> **Stated task a**: Which lines in the records below contain the string "grey"? Collect each of them and copy every one out in full.
::: Excerpted passage :::
Re: [DISCUSS] Rebase CouchDB on top of FoundationDB

Robert Newson Wed, 23 Jan 2019 11:35:05 -0800

Hi Eli,

I agree with Jan that those are great topics and we owe them a response.


In my opening post I called out custom reduces as something we don’t know how 
to carry over yet. That doesn’t mean they are being removed per se. That 
decision would happen on the mailing list and only after the dev community has 
had a chance to solve it. 

There are several parts of the couchdb api that the developers want to remove, 
quite separately from the fdb proposal. All those need calling out too in a 
dedicated thread. Of course it could help this proposal if there are fewer 
features to implement on fdb. 

There will be separate threads in the days and weeks to come so I think more 
details on those can wait. 

This thread is really about the fdb switch and what the community thinks about 
that. 

B. 

> On 23 Jan 2019, at 18:36, Jan Lehnardt <m...@jan.io> wrote:
> 
> Hi Eli,
> 
> Thanks for chiming in. These are all good topics and are in some form or 
> another already on our list to be discussed.  Re query servers: it is for now 
> really just custom reduces and arbitrary startkey/endkey ranges. JS views 
> aren't going anywhere.
> 
> Cheers
> Jan
> —
> 
>> On 23. Jan 2019, at 18:54, Eli Stevens (Gmail) <wickedg...@gmail.com> wrote:
>> 
>> I'd like to request that there be threads where it's appropriate to discuss:
>> 
>> - Managing the refactoring/merge process to avoid the previous situation
>> where 1.x was mostly dead, but 2.x wasn't going to land for a few years.
>> - Other features to deprecate at the same time as losing JS reduce (I
>> assume that this really means "all external query servers" are going away?).
>> - What the support for users who will be stuck on 2.x will be.
>> 
>> Apologies for the noise if those are already on the list of topics.  :)
::: Listing :::
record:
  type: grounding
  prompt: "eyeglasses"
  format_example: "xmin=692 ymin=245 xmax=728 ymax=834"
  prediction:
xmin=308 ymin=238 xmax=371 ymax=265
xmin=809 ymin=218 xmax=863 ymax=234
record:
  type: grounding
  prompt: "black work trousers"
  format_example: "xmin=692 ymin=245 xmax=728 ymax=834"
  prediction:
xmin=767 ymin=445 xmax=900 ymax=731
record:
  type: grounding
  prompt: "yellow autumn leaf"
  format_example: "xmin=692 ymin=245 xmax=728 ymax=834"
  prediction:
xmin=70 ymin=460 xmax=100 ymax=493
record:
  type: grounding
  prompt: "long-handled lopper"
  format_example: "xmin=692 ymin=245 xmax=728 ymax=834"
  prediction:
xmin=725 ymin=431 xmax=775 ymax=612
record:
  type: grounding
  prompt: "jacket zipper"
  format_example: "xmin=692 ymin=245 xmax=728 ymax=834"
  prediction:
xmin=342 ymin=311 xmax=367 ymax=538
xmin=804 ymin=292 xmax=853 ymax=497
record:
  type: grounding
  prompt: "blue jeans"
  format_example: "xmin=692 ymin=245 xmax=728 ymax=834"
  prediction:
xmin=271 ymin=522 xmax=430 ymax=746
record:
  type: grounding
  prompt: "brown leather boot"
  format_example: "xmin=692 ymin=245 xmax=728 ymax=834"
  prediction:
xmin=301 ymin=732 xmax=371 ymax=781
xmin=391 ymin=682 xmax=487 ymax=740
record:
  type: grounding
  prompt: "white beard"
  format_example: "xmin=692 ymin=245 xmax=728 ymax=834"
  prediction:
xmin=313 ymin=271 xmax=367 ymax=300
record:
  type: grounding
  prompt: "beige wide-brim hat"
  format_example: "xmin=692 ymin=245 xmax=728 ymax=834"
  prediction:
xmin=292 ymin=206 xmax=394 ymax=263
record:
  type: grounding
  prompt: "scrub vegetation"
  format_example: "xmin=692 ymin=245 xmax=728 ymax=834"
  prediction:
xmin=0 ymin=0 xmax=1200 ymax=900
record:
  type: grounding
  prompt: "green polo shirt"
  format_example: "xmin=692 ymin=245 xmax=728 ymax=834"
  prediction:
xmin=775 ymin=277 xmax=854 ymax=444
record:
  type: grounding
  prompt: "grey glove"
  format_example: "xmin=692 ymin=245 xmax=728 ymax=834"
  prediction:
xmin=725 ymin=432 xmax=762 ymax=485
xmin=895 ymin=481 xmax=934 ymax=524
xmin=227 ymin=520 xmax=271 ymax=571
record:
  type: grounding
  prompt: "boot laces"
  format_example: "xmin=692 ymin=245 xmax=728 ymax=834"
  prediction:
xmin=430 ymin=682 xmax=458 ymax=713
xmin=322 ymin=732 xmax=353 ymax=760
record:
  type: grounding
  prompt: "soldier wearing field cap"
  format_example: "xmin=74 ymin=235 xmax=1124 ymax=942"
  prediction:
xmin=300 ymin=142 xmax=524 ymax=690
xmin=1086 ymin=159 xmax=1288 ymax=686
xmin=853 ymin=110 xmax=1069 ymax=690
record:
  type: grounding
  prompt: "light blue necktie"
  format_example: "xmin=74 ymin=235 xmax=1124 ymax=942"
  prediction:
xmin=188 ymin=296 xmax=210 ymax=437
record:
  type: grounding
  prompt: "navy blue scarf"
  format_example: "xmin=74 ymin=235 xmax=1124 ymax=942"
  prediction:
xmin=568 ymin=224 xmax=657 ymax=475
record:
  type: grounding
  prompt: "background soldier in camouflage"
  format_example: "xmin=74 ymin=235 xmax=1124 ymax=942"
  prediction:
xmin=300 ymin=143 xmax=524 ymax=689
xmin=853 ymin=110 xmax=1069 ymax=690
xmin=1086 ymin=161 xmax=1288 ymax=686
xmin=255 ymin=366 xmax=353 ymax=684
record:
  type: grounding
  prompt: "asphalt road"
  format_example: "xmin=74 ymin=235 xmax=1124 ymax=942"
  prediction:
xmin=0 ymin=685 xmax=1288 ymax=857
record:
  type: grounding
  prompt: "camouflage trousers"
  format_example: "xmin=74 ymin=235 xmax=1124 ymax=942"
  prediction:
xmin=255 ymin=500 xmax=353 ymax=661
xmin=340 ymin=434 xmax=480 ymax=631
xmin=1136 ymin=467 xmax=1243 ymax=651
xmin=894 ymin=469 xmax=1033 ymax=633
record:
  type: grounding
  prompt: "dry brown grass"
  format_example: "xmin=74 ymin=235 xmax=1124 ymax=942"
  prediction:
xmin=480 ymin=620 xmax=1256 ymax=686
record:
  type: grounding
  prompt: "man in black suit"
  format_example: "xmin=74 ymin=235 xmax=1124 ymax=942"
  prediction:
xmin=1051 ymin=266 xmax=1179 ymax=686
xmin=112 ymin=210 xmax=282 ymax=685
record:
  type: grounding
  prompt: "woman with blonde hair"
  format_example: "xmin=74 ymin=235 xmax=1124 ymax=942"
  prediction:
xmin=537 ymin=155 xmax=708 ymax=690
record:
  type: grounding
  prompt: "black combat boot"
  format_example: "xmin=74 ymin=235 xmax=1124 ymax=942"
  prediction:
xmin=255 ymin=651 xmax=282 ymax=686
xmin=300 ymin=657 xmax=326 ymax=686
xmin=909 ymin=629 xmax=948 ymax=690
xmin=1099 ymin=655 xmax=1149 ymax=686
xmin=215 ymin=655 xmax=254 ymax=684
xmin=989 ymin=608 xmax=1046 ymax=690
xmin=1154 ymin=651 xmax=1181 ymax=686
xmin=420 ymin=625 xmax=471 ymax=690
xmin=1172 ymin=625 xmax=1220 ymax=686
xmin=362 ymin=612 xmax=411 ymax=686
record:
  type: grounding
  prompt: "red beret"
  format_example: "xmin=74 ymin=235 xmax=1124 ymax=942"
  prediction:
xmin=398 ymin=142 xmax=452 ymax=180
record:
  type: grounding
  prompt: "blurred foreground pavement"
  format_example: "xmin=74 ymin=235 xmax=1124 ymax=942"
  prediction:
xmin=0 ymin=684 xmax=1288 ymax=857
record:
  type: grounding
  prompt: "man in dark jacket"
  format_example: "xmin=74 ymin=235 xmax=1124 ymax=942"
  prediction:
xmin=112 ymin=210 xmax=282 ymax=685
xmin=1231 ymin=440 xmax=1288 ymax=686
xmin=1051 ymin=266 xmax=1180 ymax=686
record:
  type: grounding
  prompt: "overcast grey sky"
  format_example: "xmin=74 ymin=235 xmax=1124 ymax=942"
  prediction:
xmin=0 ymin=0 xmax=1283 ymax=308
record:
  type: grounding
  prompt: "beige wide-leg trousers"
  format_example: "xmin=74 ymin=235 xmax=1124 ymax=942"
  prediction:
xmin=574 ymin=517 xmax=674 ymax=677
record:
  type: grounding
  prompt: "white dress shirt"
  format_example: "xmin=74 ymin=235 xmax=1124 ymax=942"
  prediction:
:::
> **Stated task b**: In the mailing-list reply about rebasing CouchDB on FoundationDB above, quote everything from "There are several" down to "implement on fdb.".

> **Expected output a**:
  prompt: "grey glove"
  prompt: "overcast grey sky"

> **Expected output b**:
There are several parts of the couchdb api that the developers want to remove, 
quite separately from the fdb proposal. All those need calling out too in a 
dedicated thread. Of course it could help this proposal if there are fewer 
features to implement on fdb.